• [EXCERPT TO READ]
12V/3A (24V input) wireless charging modules
Transmitter module prototype
Receiver module prototype on the transmitter module at a distance of 10mm (when robot is on the ground)
Receiver module prototype on the transmitter module at a distance of 40mm (when robot is on the stand). Here the coil is turned upside down.
Receiver module prototype attached to the robot

Testing wireless charging for robots

I then went on to design the parts I would need in Fusion 360. The receiver module that fits onto the robot has three parts, an acrylic base plate to hold everything, and two 3D printed covers for the coil and the receiver module. I’ve left enough space for a voltage regulater (if needed) and space for an RGB LED and a small microcontroller to light up the LED when charging. The acrylic piece also has a curved end, which fits into a notch on the transmitter module.

Receiver module CAD design with an acrylic base plate and two 3D printed parts, attached 40mm from the robot chassis with spacers
AKROS CAD design with the receiver module attached

The transmitter module is also made up of 3D printed and laser cut acrylic parts. They hold the transmitter module, the transmitter coil, a female socket for the power adapter plug. This module also has a curved notch where the receiver module of the robot can simply fit into. I’ve also designed a stand for the robot, which I can use for testing. This hopefully will be CNCed in wood, if the workshop I’ve been meaning to attend finally happens in 2022. There are also notches on the transmitter module where this stand and the robot can fit into. This notch method keeps the transmitter and receiver coils perfectly aligned when the robot is on the ground or on the stand and maintains enough distance between the transmitter and receiver coils to allow for charging.

• [QUESTIONS TO ANSWER]
1 - Repeat the wireless charging excerpt from "Receiver module prototype attached" up to and including "the transmitter module.".
2 - Decide whether each statement agrees with the wireless charging excerpt, answering yes or no and quoting the deciding words: (a) The receiver module that fits onto the robot consists of three parts. (b) The stand for the robot has already been CNCed in wood. (c) The transmitter module is built only from laser cut acrylic parts.
Rely only on the wireless charging excerpt for the tasks that deal with it.

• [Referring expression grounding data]

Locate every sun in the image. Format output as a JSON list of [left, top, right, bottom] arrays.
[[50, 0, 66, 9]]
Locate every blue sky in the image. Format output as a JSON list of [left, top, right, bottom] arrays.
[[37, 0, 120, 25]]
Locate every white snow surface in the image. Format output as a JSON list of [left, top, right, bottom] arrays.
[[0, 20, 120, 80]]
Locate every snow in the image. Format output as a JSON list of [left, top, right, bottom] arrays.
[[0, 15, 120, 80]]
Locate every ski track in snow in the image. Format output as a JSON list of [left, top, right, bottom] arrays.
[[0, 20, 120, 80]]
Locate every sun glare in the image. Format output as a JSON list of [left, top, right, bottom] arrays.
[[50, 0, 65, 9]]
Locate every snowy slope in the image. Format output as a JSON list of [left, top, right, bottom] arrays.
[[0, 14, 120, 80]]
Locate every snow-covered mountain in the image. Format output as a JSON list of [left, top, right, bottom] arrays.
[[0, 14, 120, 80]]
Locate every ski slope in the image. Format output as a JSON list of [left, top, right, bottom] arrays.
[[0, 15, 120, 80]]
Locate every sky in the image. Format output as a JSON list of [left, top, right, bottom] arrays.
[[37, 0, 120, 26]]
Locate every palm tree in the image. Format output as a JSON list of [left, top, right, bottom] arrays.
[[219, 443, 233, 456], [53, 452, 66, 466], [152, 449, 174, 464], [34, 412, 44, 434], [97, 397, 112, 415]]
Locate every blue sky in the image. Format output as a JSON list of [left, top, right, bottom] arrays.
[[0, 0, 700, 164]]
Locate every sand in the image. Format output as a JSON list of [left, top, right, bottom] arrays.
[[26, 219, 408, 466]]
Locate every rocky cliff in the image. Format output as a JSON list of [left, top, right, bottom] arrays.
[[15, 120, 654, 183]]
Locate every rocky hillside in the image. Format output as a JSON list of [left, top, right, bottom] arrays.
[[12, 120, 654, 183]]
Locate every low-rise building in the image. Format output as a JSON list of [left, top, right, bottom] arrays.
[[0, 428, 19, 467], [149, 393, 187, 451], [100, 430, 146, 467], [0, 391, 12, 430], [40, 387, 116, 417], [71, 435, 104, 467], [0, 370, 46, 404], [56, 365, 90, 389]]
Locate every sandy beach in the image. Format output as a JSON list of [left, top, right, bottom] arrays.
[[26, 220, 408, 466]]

==

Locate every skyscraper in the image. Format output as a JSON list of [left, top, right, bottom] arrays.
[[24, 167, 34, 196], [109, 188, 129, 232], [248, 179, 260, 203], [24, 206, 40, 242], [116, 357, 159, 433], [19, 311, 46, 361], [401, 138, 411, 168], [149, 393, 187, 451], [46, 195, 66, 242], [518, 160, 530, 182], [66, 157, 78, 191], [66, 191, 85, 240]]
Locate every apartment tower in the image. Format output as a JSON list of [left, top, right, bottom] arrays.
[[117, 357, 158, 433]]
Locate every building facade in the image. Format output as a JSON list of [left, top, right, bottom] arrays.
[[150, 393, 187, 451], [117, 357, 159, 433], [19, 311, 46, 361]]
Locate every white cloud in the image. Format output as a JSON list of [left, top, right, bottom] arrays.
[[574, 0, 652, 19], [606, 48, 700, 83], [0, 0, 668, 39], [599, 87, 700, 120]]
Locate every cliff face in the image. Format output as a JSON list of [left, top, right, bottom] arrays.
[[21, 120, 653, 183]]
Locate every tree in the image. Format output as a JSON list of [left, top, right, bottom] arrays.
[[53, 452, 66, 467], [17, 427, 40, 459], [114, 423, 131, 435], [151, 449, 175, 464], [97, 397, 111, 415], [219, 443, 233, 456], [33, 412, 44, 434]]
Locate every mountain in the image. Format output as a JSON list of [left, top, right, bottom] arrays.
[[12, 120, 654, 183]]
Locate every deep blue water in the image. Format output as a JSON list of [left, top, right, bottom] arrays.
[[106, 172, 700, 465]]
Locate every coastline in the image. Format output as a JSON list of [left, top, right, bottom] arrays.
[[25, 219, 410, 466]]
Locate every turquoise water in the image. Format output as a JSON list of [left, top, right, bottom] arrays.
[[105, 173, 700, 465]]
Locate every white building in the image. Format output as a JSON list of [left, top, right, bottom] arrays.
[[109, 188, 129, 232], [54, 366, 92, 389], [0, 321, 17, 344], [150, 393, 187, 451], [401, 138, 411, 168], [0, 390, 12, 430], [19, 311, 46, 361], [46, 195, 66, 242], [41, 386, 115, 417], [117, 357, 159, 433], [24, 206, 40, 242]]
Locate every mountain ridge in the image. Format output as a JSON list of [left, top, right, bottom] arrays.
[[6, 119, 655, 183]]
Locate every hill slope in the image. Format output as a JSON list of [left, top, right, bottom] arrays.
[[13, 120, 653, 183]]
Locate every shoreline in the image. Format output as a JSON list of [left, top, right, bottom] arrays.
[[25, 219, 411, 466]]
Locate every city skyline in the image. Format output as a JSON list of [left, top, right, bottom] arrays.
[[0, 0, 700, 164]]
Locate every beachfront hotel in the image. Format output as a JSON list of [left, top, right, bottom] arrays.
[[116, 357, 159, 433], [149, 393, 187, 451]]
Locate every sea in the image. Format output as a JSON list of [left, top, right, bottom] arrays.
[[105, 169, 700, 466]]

• [EXERCISE RESULTS]
1 -
Receiver module prototype attached to the robot

Testing wireless charging for robots

I then went on to design the parts I would need in Fusion 360. The receiver module that fits onto the robot has three parts, an acrylic base plate to hold everything, and two 3D printed covers for the coil and the receiver module. I’ve left enough space for a voltage regulater (if needed) and space for an RGB LED and a small microcontroller to light up the LED when charging. The acrylic piece also has a curved end, which fits into a notch on the transmitter module.

2 -
(a) Yes: "The receiver module that fits onto the robot has three parts"
(b) No: "This hopefully will be CNCed in wood"
(c) No: "The transmitter module is also made up of 3D printed and laser cut acrylic parts."